##### Exercise input #####
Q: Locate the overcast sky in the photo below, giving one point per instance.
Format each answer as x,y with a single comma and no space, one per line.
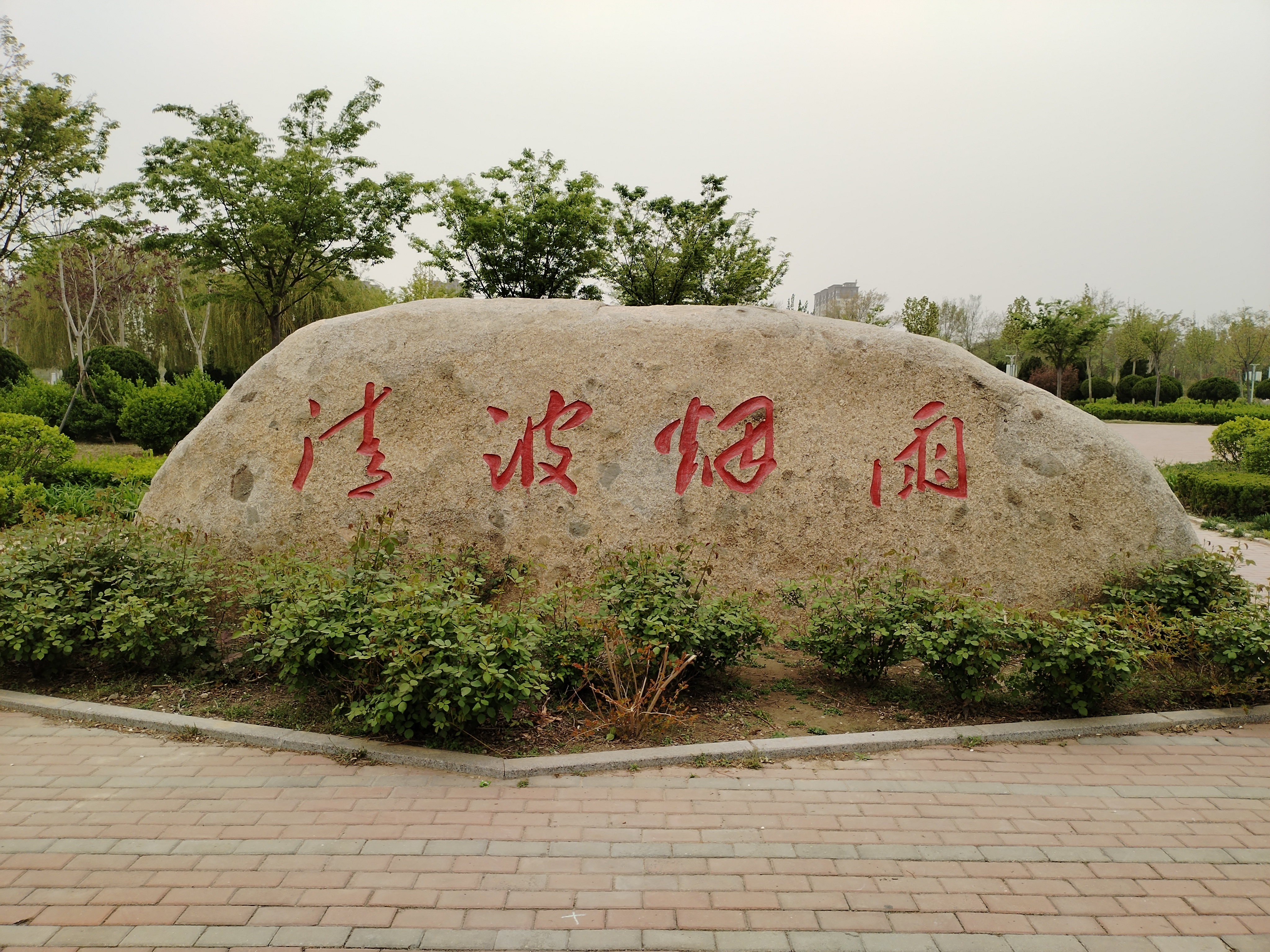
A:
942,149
#####
##### Exercise input #####
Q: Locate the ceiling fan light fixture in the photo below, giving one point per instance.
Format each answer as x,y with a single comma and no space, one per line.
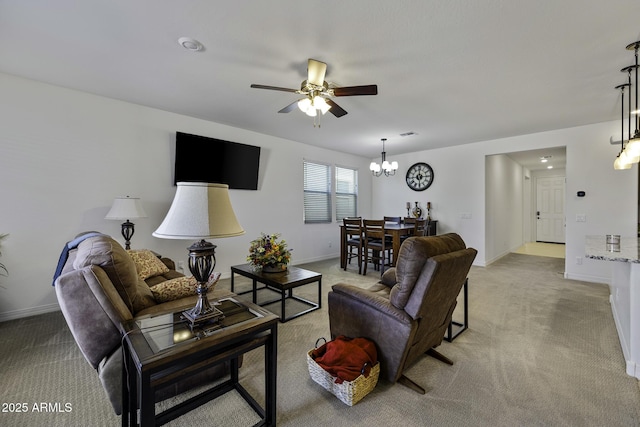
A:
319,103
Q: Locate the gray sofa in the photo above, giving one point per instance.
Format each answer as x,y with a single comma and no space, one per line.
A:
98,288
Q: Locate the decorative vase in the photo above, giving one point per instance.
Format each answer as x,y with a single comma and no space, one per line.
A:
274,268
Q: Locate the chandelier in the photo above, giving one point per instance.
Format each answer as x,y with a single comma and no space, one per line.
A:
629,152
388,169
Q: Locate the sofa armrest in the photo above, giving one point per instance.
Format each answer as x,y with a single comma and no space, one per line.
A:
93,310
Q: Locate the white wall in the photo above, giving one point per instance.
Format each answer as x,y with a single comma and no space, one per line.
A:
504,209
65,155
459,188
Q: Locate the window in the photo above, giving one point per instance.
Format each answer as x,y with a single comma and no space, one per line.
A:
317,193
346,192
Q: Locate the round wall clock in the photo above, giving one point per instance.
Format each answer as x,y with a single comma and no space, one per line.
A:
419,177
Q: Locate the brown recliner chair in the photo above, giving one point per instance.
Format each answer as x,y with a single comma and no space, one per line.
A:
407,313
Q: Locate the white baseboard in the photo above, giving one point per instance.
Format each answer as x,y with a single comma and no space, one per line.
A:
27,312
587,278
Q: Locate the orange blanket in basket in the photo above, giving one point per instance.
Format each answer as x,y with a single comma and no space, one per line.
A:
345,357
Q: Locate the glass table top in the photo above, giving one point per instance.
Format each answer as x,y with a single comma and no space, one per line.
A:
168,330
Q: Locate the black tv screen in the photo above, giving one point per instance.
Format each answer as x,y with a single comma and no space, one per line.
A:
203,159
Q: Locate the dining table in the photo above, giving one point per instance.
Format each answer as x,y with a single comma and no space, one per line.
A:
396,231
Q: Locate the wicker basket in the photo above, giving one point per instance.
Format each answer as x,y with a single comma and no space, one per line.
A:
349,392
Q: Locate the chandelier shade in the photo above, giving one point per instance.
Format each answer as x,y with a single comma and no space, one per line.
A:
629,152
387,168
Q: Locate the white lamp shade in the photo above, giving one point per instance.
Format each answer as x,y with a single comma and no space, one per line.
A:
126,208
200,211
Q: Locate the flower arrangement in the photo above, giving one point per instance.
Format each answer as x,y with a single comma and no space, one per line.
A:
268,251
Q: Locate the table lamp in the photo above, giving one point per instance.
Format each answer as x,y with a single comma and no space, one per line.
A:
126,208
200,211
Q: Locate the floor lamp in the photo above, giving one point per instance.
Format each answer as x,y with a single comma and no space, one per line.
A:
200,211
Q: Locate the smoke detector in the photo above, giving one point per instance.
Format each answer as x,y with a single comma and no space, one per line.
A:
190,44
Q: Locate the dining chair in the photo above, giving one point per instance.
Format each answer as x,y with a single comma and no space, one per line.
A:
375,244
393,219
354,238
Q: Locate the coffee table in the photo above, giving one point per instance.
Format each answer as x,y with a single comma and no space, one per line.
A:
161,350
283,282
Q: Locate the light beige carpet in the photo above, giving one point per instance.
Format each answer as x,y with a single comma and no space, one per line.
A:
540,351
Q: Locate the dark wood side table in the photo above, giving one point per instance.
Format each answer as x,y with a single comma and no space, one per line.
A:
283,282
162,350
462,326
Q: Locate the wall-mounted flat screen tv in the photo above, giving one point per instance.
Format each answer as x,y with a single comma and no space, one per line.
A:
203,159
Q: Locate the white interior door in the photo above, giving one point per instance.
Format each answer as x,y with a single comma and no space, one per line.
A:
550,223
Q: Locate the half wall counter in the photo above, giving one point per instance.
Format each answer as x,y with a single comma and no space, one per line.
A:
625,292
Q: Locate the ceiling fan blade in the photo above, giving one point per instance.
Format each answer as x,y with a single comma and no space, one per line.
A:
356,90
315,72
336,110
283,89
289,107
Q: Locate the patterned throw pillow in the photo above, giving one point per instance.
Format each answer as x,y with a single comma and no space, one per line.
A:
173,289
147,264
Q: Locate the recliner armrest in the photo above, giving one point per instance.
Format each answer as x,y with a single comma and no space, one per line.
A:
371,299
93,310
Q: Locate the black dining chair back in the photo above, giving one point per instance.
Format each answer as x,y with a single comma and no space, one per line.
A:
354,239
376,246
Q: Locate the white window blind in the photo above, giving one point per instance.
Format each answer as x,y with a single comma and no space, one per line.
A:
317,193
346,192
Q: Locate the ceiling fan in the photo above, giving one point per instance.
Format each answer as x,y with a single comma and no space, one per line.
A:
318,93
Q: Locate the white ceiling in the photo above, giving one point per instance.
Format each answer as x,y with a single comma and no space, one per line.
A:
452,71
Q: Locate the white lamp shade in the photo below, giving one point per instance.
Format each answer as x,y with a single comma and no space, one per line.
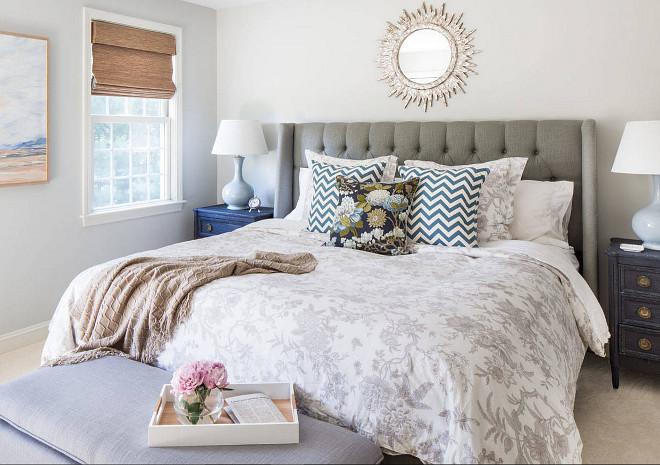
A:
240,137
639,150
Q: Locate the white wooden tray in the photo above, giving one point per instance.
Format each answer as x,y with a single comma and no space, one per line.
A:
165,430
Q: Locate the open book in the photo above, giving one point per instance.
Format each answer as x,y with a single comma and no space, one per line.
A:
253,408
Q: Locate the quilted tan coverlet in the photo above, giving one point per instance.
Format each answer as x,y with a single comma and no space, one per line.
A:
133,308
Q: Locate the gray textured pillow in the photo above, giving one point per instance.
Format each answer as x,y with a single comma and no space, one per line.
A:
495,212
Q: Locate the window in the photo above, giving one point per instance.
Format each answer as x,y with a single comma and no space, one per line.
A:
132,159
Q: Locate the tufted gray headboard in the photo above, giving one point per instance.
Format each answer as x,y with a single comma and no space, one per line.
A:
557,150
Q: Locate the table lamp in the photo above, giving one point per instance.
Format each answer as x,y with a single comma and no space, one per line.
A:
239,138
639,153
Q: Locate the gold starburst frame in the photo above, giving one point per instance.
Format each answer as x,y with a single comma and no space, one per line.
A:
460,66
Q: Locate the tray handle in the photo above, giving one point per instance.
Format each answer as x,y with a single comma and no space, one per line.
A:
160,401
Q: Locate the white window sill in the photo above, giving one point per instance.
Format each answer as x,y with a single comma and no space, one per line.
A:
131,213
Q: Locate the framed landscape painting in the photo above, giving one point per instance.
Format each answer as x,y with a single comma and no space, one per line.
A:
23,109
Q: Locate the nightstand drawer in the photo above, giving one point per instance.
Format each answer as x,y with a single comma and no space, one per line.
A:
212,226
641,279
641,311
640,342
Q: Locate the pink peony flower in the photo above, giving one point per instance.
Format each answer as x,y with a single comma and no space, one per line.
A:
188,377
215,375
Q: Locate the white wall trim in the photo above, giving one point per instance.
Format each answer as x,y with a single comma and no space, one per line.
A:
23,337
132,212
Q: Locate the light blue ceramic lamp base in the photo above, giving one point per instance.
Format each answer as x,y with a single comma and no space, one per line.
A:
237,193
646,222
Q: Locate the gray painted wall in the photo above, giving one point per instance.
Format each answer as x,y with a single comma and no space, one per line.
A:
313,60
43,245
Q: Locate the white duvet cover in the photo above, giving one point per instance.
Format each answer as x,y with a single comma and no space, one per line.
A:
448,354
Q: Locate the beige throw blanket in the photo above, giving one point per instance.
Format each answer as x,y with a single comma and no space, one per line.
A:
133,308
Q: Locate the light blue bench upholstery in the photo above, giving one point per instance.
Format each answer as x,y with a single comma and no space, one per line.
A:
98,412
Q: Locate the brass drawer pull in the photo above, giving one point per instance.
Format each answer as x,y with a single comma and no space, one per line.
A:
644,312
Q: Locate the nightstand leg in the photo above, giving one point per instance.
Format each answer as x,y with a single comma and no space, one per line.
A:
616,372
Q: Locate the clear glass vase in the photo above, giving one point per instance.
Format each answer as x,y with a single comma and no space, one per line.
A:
#####
Request - Find every line in the data above that contains the word "nightstand" and copy each of those lines in full.

Answer to the problem -
Q: Locate the nightstand drawer in the photo above, giving one point per instance.
Q: Locate the nightstand leg in the photo above, giving one point per instance.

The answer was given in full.